WHAT NEEDS TO BE DONE
Reproduce every one of the records below word for word. Leave out the pictures.

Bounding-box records
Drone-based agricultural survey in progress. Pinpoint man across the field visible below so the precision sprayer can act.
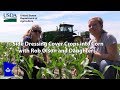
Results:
[88,17,120,79]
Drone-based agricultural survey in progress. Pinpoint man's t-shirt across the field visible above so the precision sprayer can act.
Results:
[87,32,119,64]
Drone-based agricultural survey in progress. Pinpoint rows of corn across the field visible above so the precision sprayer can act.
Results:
[0,42,120,79]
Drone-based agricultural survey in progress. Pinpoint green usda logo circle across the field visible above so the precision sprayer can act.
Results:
[3,13,17,22]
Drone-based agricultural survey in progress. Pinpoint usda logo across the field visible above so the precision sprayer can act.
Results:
[3,13,17,22]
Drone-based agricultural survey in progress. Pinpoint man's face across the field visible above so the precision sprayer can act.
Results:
[88,20,102,36]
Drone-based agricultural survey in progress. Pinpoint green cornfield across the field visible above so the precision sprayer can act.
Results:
[0,42,120,79]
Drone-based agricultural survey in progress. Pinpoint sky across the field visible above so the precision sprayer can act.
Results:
[0,11,120,43]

EXERCISE ANSWER
Drone-based agricultural survey in progress. Pinpoint man across the field visible below so the precision sprayer can act.
Results:
[88,17,120,79]
Drone-based agricultural survey in progress. Pinpoint man's t-shirt across the field visible above so the precision sprayer can act.
Results:
[87,32,119,64]
Drone-based agricultural survey in progress. Pinpoint rows of corn across the field visible above so the precision sprayer can act.
Results:
[0,42,120,79]
Drone-based agricultural survey in progress. Pinpoint green usda logo circle across the field visible above so the precision sprayer can act.
Results:
[3,13,17,22]
Drone-based agricultural survey in progress. Pinpoint usda logo across the field visible above so the precision sprayer can act.
Results:
[3,13,17,22]
Drone-based agricultural survey in progress. Pinpoint man's face across the field visible above so the precision sprayer can act.
Results:
[88,20,102,36]
Drone-based agricultural survey in progress. Pinpoint green cornfield across the field visible above so the precision sprayer can act.
Results:
[0,42,120,79]
Drone-based agricultural survey in progress. Pinpoint sky across the field visible above so the precision sprayer can act.
Results:
[0,11,120,43]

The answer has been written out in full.